— begin Text to read —

I’m currently flying above 30,000 feet, well above a solid bank of confused clouds. Seems appropriate to think about the structure of cloud computing in the future.
Conceptually, cloud computing services can and will be provided at any layer of the IT computing stack, from raw compute services to business process services. So, conceptually, a cloud service might actually include a supply chain of cloud services – a cloud process provider using cloud software providers using cloud compute and storage providers, etc.
But that isn’t what’s happening today.
In these pioneer days, cloud service providers are doing it all. Software as a service providers are building data centers filled with customized infrastructure – and in Google’s case, highly customized and proprietary hardware. They are building, essentially, silos of vertically integrated solutions in the cloud. To be sure, these are cloud services, but why aren’t they using cloud services themselves?
One answer is that it is early, the supply chain, as such, doesn’t exist, and what does exist is not standardized. Another answer is that many cloud services are highly-focused and purpose-built (e.g., web search), and therefore underlying cloud enablers do not need to be general-purpose, and in fact, are more efficient if they are customized to do just a few things well.
But what happens when the supply chain starts to emerge? When standards improve for accessing services? What happens when the cloud service provider wants to expand into new businesses?

— end Text to read —
— begin Stored records —

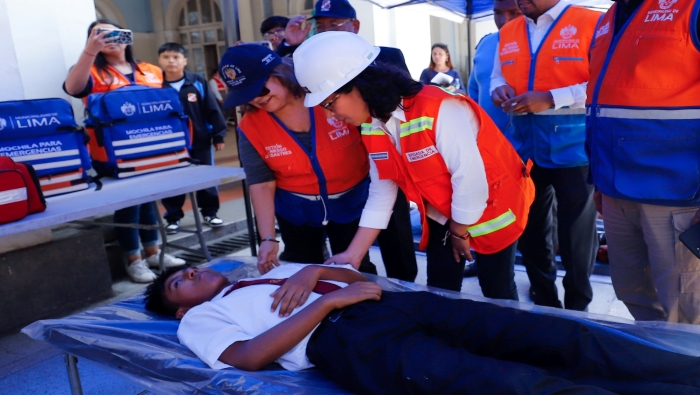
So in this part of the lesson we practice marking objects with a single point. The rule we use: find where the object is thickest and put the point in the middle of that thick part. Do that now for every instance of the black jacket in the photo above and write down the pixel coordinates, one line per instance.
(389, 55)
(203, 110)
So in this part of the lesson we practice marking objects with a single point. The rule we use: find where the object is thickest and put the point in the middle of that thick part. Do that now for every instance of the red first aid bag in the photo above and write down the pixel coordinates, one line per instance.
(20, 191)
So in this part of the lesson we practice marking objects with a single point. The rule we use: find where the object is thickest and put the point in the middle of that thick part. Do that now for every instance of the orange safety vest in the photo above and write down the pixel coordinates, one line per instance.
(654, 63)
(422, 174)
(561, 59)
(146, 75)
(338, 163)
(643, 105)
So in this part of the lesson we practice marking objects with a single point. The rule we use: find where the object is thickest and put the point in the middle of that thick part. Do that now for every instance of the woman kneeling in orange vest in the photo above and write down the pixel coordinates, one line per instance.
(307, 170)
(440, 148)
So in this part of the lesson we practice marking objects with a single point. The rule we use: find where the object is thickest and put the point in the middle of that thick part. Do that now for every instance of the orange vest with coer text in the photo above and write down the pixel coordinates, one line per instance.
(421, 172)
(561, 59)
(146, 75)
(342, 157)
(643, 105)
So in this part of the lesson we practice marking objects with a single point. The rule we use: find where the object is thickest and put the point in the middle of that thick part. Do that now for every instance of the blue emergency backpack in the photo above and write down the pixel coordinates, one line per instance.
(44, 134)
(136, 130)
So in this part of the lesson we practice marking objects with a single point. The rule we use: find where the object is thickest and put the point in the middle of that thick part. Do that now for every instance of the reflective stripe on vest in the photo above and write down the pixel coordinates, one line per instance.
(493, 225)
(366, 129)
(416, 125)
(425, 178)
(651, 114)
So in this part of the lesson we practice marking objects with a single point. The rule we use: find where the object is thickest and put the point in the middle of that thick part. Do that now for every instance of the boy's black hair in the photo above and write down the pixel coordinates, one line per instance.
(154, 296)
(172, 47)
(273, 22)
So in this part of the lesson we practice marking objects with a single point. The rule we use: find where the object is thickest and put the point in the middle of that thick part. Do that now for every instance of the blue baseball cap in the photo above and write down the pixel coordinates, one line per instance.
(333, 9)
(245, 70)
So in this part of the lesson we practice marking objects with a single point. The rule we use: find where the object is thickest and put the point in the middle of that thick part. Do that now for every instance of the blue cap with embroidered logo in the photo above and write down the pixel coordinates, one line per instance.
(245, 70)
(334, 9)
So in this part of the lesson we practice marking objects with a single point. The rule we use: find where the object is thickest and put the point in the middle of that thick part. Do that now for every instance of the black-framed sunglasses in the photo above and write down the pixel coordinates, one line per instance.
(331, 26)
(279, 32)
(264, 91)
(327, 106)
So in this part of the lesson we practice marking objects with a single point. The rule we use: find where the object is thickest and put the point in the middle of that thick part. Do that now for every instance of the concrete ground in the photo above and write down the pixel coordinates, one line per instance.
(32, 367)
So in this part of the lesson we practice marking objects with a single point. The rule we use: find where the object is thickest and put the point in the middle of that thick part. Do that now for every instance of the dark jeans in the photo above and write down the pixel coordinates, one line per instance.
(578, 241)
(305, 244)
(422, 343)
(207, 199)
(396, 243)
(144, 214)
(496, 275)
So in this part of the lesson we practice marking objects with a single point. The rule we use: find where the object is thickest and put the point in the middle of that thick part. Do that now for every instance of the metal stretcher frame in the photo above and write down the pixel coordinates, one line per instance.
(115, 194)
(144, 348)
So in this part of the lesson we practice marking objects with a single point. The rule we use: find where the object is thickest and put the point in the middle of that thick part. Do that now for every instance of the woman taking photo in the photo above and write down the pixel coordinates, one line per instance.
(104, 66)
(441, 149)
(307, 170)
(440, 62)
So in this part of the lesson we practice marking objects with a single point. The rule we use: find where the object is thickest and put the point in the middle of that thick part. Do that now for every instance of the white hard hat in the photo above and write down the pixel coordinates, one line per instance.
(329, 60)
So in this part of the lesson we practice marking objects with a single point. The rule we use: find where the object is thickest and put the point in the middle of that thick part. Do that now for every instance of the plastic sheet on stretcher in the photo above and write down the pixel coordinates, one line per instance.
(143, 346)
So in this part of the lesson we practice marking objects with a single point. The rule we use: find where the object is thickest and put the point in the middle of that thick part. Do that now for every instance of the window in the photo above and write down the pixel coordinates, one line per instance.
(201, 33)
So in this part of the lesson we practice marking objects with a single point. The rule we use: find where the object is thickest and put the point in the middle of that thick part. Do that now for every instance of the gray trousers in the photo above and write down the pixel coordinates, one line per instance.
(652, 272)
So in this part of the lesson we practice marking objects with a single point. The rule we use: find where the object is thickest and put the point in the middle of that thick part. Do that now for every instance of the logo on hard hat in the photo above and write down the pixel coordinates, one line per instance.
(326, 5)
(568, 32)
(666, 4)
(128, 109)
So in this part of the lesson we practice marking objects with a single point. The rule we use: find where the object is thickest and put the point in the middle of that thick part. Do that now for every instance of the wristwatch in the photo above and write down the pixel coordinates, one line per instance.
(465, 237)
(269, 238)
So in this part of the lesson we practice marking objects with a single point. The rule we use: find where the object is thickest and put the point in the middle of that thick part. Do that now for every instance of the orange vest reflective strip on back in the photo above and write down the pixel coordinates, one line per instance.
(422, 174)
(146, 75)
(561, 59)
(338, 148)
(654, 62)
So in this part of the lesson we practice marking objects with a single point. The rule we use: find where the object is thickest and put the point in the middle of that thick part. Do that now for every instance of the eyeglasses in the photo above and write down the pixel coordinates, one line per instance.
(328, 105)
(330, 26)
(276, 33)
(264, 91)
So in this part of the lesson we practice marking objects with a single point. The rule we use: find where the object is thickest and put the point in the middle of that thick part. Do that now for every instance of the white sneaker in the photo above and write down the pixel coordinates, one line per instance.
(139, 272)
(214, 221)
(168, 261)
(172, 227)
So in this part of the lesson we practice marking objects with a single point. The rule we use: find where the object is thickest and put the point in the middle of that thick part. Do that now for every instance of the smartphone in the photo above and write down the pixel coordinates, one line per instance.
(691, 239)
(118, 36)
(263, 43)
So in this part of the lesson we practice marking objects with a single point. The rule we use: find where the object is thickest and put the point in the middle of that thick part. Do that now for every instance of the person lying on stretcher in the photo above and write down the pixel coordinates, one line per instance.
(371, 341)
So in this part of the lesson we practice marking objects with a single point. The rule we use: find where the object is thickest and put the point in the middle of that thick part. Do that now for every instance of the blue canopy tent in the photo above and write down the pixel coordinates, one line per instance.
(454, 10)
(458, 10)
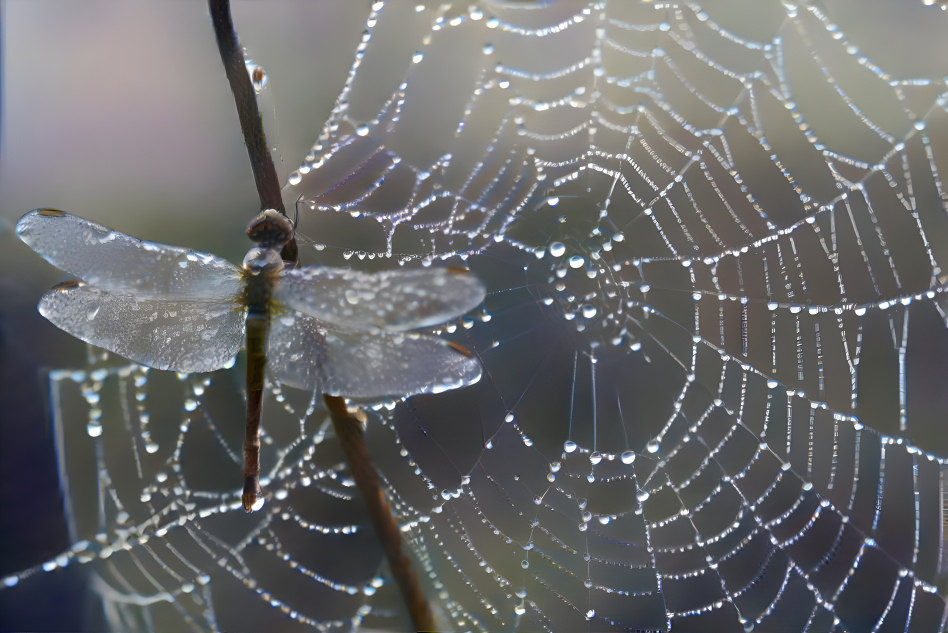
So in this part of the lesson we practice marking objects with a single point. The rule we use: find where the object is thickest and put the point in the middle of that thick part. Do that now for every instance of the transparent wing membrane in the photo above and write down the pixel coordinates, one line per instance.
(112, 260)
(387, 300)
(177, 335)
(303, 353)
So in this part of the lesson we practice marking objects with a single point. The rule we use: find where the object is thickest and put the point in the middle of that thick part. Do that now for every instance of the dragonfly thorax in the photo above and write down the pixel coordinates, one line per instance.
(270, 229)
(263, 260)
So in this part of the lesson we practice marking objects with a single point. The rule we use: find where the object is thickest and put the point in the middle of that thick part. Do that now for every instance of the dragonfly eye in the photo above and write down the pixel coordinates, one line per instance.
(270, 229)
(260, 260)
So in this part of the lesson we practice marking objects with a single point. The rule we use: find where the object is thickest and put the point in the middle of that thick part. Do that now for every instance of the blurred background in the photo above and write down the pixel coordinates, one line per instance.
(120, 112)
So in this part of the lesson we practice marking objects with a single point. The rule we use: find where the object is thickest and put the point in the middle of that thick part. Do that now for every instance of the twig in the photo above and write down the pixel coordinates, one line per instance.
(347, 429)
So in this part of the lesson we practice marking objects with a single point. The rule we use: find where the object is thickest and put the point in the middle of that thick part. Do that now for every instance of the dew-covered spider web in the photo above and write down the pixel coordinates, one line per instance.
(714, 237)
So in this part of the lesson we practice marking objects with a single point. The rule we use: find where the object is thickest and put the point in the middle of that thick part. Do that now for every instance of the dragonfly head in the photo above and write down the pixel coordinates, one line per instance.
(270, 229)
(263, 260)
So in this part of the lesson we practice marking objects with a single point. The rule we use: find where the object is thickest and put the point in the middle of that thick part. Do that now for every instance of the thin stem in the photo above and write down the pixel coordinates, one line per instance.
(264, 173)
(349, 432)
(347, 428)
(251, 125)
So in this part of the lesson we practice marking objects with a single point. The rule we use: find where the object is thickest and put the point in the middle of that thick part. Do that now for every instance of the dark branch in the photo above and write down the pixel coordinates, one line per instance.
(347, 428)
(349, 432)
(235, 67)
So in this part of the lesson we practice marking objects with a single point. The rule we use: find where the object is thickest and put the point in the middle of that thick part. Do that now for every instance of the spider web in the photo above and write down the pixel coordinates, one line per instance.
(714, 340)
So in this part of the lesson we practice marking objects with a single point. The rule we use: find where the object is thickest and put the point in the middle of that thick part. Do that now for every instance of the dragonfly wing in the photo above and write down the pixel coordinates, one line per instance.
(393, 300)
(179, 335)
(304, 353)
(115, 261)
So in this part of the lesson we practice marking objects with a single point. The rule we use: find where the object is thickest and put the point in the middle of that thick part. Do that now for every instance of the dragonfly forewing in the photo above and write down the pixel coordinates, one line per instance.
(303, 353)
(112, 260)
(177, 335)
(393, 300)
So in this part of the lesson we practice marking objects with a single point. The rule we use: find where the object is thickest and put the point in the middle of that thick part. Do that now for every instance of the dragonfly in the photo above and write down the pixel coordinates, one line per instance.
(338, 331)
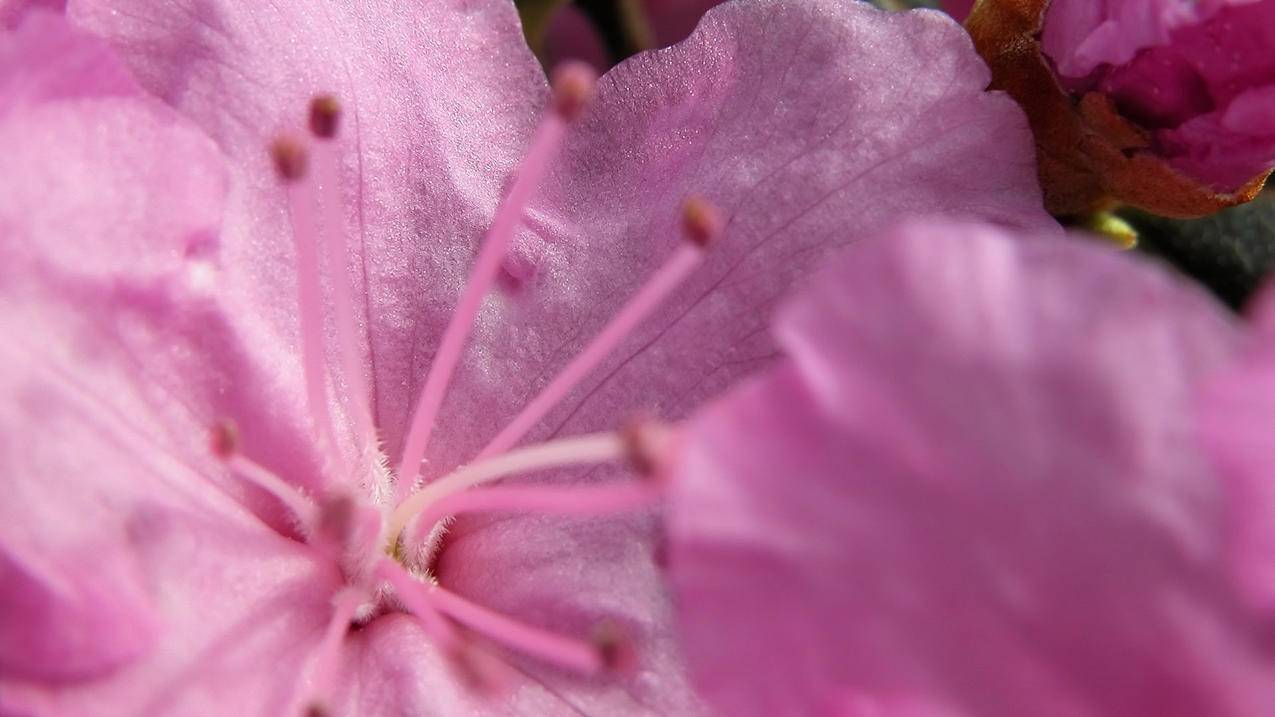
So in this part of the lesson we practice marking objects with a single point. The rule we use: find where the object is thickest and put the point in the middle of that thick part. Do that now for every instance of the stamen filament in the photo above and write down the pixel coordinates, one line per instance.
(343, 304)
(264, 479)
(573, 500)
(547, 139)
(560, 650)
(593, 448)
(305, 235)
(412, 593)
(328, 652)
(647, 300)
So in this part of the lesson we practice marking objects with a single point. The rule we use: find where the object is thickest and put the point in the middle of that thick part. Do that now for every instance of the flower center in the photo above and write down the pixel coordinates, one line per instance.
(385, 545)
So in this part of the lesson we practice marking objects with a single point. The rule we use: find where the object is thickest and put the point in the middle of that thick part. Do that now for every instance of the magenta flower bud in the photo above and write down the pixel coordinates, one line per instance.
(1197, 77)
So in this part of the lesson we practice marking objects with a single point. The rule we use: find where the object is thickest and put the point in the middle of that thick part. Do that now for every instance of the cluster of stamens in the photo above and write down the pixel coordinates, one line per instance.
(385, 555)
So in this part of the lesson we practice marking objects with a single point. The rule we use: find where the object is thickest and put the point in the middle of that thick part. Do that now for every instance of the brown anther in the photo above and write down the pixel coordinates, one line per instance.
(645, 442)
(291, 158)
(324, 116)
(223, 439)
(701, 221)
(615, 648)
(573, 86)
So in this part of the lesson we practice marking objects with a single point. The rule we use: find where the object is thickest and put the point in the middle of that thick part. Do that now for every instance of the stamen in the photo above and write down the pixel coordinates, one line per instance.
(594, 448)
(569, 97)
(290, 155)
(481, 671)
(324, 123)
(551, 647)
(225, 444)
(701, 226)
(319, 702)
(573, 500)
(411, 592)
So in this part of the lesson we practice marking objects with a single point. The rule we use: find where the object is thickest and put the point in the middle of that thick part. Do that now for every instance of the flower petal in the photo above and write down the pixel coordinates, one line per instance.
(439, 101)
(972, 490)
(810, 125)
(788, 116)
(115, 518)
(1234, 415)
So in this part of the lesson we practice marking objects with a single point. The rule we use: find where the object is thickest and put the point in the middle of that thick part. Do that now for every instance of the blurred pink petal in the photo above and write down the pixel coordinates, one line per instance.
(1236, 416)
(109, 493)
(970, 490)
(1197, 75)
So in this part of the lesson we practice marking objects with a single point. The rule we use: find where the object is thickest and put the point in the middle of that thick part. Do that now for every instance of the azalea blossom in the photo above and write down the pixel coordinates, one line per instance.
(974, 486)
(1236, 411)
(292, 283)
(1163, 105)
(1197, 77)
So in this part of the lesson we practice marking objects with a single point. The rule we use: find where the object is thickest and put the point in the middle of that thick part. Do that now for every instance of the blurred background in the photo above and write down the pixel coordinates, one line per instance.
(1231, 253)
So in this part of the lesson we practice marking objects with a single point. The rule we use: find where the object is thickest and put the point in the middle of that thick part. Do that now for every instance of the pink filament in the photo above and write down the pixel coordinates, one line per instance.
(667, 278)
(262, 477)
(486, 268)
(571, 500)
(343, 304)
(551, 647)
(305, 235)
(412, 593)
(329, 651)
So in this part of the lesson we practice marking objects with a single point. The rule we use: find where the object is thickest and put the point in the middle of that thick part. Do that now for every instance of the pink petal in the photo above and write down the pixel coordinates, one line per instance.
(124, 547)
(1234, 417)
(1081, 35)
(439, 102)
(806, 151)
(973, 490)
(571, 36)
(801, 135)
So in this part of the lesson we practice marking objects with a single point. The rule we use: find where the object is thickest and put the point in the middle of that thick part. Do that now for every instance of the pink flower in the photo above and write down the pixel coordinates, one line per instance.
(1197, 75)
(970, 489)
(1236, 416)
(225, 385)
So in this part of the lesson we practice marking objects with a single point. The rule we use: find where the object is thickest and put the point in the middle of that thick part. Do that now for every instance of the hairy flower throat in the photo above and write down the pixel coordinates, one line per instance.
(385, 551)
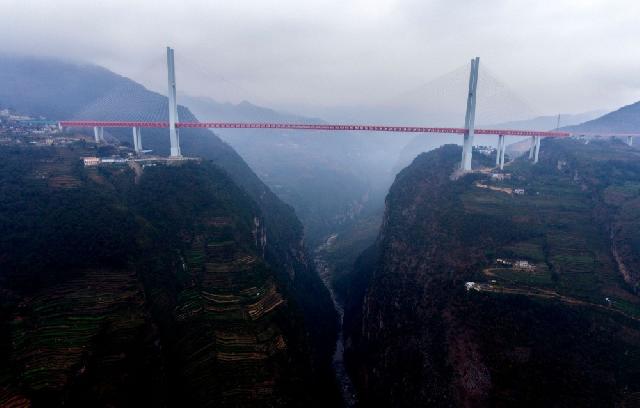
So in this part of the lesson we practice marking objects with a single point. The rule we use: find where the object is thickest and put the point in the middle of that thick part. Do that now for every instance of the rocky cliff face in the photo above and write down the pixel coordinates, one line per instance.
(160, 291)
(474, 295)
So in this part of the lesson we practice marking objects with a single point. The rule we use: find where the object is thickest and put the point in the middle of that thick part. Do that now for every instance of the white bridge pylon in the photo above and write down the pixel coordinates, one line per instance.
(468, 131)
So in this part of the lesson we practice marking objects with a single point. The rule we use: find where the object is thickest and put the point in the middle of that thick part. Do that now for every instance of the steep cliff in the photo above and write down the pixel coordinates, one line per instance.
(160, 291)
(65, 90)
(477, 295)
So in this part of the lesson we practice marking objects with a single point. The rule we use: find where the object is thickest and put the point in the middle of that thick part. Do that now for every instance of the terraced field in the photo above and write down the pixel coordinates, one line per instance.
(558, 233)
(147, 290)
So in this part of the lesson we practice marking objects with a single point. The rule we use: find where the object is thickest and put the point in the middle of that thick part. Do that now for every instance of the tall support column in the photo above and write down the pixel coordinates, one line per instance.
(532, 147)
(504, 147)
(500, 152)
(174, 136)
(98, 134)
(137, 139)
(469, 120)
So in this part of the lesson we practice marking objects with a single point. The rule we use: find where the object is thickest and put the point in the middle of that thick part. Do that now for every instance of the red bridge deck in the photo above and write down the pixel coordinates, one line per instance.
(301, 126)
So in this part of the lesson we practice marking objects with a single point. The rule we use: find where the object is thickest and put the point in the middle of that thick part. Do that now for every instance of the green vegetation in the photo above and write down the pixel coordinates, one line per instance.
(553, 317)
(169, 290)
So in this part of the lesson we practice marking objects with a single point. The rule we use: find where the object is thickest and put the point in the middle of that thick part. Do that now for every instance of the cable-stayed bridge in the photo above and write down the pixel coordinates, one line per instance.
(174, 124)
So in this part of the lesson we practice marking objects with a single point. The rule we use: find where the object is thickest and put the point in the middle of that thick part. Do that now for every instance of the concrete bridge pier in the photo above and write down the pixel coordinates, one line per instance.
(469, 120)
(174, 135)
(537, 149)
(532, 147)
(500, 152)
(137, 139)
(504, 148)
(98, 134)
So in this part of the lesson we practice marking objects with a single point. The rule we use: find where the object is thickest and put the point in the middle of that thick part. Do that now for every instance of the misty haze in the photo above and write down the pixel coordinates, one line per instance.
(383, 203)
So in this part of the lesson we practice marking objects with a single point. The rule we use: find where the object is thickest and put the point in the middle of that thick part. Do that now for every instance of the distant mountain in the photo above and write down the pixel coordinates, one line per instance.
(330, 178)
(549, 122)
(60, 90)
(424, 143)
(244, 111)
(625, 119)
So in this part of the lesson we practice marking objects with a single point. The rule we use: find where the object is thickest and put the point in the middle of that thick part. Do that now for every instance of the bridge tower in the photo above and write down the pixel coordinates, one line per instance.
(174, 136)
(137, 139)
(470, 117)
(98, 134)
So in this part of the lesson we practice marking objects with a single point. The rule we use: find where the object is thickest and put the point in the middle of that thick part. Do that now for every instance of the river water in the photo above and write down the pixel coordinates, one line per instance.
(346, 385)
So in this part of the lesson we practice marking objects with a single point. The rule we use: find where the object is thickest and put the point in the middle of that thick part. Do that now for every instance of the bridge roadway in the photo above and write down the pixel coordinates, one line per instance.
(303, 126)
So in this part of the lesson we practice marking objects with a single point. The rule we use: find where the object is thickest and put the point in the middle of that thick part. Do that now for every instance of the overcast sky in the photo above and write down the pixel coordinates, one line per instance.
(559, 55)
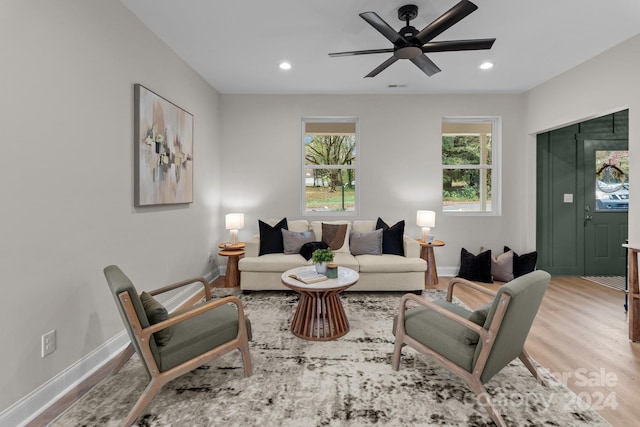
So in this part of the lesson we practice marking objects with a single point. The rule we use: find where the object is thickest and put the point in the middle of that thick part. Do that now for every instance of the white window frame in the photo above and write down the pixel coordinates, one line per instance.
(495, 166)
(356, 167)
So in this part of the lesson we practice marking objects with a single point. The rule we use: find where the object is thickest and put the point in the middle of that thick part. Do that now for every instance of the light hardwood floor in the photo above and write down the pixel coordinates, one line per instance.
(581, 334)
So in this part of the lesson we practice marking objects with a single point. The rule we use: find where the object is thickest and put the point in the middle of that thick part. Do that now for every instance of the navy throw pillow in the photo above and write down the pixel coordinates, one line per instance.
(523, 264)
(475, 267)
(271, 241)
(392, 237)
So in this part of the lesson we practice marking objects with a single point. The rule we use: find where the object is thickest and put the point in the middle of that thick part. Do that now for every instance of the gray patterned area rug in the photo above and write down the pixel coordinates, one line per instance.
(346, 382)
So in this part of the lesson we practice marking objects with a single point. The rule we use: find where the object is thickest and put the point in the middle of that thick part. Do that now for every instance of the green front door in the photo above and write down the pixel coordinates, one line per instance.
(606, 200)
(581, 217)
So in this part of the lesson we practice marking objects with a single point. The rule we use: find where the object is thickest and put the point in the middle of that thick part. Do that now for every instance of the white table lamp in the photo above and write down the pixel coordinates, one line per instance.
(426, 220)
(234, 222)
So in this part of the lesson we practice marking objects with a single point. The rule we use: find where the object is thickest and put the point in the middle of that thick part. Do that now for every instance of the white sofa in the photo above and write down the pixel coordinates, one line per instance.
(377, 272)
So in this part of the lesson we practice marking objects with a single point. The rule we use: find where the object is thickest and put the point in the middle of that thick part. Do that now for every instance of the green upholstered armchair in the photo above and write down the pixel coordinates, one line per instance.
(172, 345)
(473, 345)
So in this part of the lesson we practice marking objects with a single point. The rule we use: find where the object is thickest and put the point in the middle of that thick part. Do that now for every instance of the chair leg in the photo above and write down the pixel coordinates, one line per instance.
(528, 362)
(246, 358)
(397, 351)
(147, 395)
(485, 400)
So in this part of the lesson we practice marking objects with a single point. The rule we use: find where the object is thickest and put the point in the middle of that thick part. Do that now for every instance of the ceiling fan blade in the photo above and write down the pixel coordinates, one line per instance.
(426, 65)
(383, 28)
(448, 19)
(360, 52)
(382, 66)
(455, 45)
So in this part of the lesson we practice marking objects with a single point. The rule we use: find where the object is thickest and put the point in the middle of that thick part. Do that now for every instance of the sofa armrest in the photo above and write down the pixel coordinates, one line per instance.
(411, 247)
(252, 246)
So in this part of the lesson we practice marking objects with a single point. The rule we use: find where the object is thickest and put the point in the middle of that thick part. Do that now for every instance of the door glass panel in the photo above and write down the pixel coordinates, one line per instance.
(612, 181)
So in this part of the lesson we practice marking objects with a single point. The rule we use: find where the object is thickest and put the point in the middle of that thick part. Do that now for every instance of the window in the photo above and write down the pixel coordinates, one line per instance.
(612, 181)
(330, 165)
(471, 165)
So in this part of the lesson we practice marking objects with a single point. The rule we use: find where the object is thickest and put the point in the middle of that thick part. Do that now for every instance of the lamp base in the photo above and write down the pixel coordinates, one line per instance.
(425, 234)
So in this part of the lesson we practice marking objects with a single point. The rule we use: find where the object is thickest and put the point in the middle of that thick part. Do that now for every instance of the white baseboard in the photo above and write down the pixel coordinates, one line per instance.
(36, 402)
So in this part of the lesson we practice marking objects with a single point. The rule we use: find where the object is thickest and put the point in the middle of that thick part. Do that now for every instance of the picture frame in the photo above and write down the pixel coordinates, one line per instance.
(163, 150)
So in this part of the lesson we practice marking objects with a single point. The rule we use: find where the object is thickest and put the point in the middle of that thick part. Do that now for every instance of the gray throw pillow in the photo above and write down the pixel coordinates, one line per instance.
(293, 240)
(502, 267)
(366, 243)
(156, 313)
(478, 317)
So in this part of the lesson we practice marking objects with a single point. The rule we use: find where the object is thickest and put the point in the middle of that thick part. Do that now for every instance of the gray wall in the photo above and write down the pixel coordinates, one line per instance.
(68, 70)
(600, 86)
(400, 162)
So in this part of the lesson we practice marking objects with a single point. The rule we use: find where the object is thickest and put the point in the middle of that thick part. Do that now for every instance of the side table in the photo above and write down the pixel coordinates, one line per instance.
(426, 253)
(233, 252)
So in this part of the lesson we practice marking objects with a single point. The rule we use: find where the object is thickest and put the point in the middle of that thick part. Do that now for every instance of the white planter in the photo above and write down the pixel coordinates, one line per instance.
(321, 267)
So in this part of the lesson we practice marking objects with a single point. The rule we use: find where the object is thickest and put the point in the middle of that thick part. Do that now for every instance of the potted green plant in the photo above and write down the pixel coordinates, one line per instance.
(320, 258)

— end Stored records —

Stated exercise: Reproduce the essay on cloud computing starting at the words "I’m currently flying" and stopping after "in the future.", changing "confused clouds" to "tangled clouds". Rely only on the essay on cloud computing.

Solution to this task:
I’m currently flying above 30,000 feet, well above a solid bank of tangled clouds. Seems appropriate to think about the structure of cloud computing in the future.